** Input for this task **

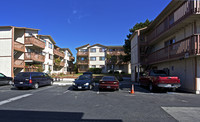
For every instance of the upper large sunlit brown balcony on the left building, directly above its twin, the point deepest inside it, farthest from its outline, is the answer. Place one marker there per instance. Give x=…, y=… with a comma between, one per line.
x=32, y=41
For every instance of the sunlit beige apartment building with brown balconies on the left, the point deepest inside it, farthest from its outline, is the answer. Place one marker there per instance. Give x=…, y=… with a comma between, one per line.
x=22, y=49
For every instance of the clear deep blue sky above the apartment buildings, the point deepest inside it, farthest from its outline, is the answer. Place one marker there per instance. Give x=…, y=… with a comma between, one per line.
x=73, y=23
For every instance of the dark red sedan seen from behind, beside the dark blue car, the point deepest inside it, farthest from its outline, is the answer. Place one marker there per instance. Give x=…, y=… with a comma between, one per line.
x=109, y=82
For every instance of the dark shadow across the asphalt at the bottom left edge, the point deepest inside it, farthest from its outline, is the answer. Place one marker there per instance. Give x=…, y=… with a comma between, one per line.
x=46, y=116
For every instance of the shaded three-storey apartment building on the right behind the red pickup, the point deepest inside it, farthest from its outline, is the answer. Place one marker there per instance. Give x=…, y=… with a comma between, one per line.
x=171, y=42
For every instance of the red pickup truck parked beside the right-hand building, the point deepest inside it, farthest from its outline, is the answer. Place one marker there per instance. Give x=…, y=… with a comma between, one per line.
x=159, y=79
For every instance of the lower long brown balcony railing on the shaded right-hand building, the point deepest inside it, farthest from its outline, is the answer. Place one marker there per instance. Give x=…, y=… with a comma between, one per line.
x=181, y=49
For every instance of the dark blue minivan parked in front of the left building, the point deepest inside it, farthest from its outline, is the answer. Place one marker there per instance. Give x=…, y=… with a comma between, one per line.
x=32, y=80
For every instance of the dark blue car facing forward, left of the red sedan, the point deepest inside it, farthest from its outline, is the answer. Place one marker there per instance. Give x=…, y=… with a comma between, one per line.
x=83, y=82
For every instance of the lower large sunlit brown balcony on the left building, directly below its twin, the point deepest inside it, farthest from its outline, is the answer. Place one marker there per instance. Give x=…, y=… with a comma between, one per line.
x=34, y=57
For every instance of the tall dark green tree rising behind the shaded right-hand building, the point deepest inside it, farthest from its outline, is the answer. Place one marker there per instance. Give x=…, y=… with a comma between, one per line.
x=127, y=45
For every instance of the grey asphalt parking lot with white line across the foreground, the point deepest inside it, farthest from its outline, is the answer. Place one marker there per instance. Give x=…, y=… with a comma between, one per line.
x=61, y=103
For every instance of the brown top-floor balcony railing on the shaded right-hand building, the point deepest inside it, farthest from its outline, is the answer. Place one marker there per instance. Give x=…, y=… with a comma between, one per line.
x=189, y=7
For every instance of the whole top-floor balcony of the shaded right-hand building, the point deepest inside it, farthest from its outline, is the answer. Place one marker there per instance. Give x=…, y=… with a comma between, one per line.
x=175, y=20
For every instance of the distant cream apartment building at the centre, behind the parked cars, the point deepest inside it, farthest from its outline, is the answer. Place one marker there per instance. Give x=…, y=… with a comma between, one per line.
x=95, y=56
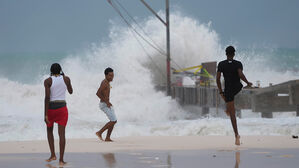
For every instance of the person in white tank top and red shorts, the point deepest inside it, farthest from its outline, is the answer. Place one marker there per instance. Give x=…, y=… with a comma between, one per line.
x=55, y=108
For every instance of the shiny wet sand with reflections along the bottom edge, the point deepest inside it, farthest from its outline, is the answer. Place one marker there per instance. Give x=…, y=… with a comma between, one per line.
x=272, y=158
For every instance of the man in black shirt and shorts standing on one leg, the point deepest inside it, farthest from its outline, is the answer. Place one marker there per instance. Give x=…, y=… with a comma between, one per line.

** Task objective **
Return, word for word, the lines from the one containing "For every instance of the person" through the end of the data above, both ends included, and nothing else.

** Answer space **
For every instance of the person in white tank top and red shorts, the point deepest inside it, farthest from its outline, is the answer. Place one marker there per instance. Give x=…, y=… with a comma between, one per line.
x=55, y=108
For every instance of the shiny wet sand with reflections along the bottom edge, the point deepest inside it, farthest from its outline, is the answer. Place one marker there per instance. Give x=…, y=… with a comma between, one per line.
x=272, y=158
For every instance of the man in black shirt and shorts standing on one leg, the point deepest inside it, farthest from its outline, is the answer. Place one marker there per instance. Give x=…, y=… with a comma between, one per line.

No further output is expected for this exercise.